O TYM ĆWICZENIU: Podaj, jakie było pierwsze miejsce, do którego trafił Witold Roman po zakończeniu kariery, zgodnie z artykułem o Witoldzie Romanie zamieszczonym poniżej.

FRAGMENT ŹRÓDŁA:
======

Witold Roman po zakończeniu kariery siatkarza odnalazł się w biznesie. "Każdy ma drogę, którą obiera"

2019-05-08, 17:03

Witold Roman po zakończeniu kariery siatkarza odnalazł się w biznesie. "Każdy ma drogę, którą obiera"
Witold Roman . Foto: PAP/Leszek Szymański

Były reprezentacyjny siatkarz Witold Roman po zakończeniu kariery spełnia się w biznesie. Niedawno został dyrektorem w Wodociągach Warszawskich. - Po skończeniu kariery wiedziałem, że będę szukał swojej drogi poza siatkówką - powiedział w audycji "Przy Muzyce o Sporcie" na antenie radiowej Jedynki. 

Posłuchaj

Andrzej Grabowski rozmawiał z Witoldem Romanem o o życiu pozasportowym (m.in. pracy dyrektora w warszawskich wodociągach). (PR1/Przy Muzyce o Sporcie)
+
Dodaj do playlisty

Dla Witolda Romana praca w biznesie to nie pierwszyzna. - Każdy z nas ma drogę, którą obiera i którą podąża - przyznał. 

52-latek zapewnia, że od razu po zakończeniu kariery liczył się z tym, że nie zostanie przy siatkówce.

- Wiedziałem, że będę szukał swojej drogi poza siatkówką. Pierwszym miejscem, do którego trafiłem było warszawskie Okęcie. Potem wróciłem na parę lat do siatkówki. Byłem m.in. wiceprezesem PZPS - wspominał. 

Doświadczenie z kadry pomaga 

Były siatkarz ma za sobą pracę w roli menedżera polskiej reprezentacji. Czy doświadczenie menedżerskie ze sportu pomaga mu w obecnej pracy?

- Kwestie związane z podejmowaniem decyzji, zarządzaniem ludźmi, wyznaczaniem sobie celów są zbieżne i powiem szczerze, że dużo więcej niespodzianek mam w tej kwestii związanej z wodociągami niż z siatkówką - przyznał.

======

WYKAZ DANYCH:

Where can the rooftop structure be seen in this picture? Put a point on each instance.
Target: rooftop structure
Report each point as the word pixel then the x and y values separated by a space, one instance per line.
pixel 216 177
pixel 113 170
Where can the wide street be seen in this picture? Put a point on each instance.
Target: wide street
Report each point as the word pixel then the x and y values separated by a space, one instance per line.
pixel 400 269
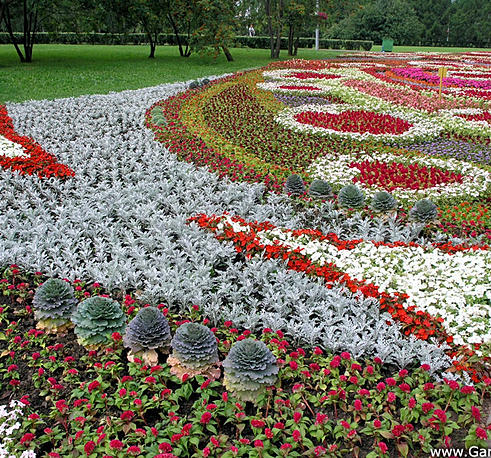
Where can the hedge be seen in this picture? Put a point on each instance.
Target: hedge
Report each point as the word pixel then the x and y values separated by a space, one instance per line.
pixel 258 42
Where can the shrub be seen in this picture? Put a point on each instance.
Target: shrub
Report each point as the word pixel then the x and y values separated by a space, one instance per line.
pixel 320 189
pixel 351 197
pixel 294 185
pixel 425 211
pixel 249 368
pixel 146 332
pixel 96 319
pixel 194 351
pixel 383 202
pixel 54 302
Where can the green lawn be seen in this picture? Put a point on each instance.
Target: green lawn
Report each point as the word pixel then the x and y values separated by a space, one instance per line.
pixel 72 70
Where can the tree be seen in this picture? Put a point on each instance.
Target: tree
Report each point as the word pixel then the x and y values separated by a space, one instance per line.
pixel 274 14
pixel 215 31
pixel 33 14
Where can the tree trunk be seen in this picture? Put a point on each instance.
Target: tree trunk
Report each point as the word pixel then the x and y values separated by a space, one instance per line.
pixel 227 54
pixel 290 39
pixel 8 24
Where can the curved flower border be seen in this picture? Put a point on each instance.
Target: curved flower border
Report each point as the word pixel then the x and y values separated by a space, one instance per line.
pixel 336 170
pixel 423 127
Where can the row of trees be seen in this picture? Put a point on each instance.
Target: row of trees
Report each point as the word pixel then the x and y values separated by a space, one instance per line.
pixel 210 25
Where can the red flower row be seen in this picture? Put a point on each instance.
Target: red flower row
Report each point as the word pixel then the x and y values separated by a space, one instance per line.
pixel 395 175
pixel 311 75
pixel 355 121
pixel 45 165
pixel 415 322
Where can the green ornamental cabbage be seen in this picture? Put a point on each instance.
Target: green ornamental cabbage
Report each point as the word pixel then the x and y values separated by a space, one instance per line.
pixel 294 185
pixel 53 303
pixel 425 211
pixel 383 202
pixel 320 189
pixel 249 368
pixel 351 197
pixel 96 319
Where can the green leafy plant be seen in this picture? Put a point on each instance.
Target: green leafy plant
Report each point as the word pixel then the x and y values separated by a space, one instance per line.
pixel 145 333
pixel 194 351
pixel 351 197
pixel 96 319
pixel 294 185
pixel 249 368
pixel 320 189
pixel 425 211
pixel 383 202
pixel 54 302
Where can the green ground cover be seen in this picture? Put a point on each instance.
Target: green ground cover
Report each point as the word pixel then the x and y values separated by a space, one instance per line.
pixel 73 70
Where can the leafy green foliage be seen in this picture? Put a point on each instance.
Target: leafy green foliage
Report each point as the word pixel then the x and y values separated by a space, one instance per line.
pixel 96 318
pixel 351 197
pixel 425 211
pixel 195 346
pixel 147 331
pixel 54 301
pixel 383 202
pixel 294 185
pixel 249 368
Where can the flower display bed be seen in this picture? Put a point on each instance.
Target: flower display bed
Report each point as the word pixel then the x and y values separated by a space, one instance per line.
pixel 348 322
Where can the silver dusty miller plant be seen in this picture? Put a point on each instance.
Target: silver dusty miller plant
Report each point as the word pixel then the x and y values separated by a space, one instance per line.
pixel 249 368
pixel 148 331
pixel 53 303
pixel 194 351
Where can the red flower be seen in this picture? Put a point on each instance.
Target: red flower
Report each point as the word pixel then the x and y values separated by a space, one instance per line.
pixel 133 450
pixel 205 418
pixel 27 438
pixel 116 444
pixel 127 415
pixel 89 447
pixel 257 423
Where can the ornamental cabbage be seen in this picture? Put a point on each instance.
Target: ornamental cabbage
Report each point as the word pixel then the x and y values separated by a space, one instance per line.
pixel 54 302
pixel 383 202
pixel 249 368
pixel 195 351
pixel 294 185
pixel 96 319
pixel 146 332
pixel 425 211
pixel 351 197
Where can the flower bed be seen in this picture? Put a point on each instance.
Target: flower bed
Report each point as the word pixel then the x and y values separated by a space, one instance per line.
pixel 99 404
pixel 22 154
pixel 350 317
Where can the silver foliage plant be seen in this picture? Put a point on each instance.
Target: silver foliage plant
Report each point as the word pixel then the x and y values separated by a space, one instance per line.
pixel 148 330
pixel 249 368
pixel 122 221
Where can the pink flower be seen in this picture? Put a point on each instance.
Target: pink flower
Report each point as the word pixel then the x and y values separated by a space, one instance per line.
pixel 116 444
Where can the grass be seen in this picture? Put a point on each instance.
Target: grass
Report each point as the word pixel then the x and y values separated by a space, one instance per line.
pixel 73 70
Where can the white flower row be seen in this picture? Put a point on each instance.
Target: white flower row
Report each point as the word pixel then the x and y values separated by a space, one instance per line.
pixel 11 149
pixel 454 287
pixel 423 126
pixel 475 180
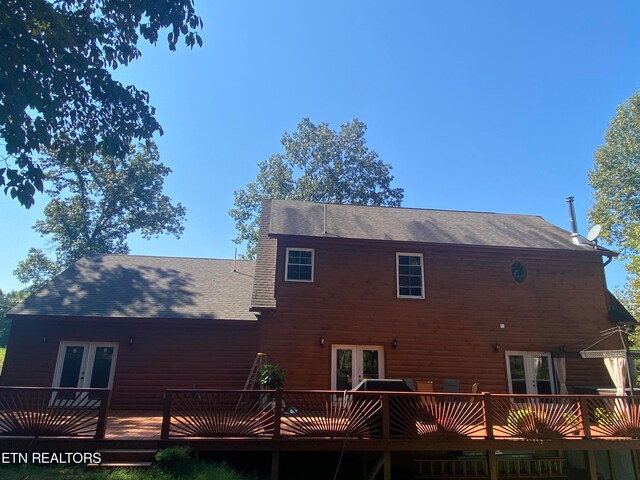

======

MIEJSCE NA ODPOWIEDŹ: Warszawskie Okęcie.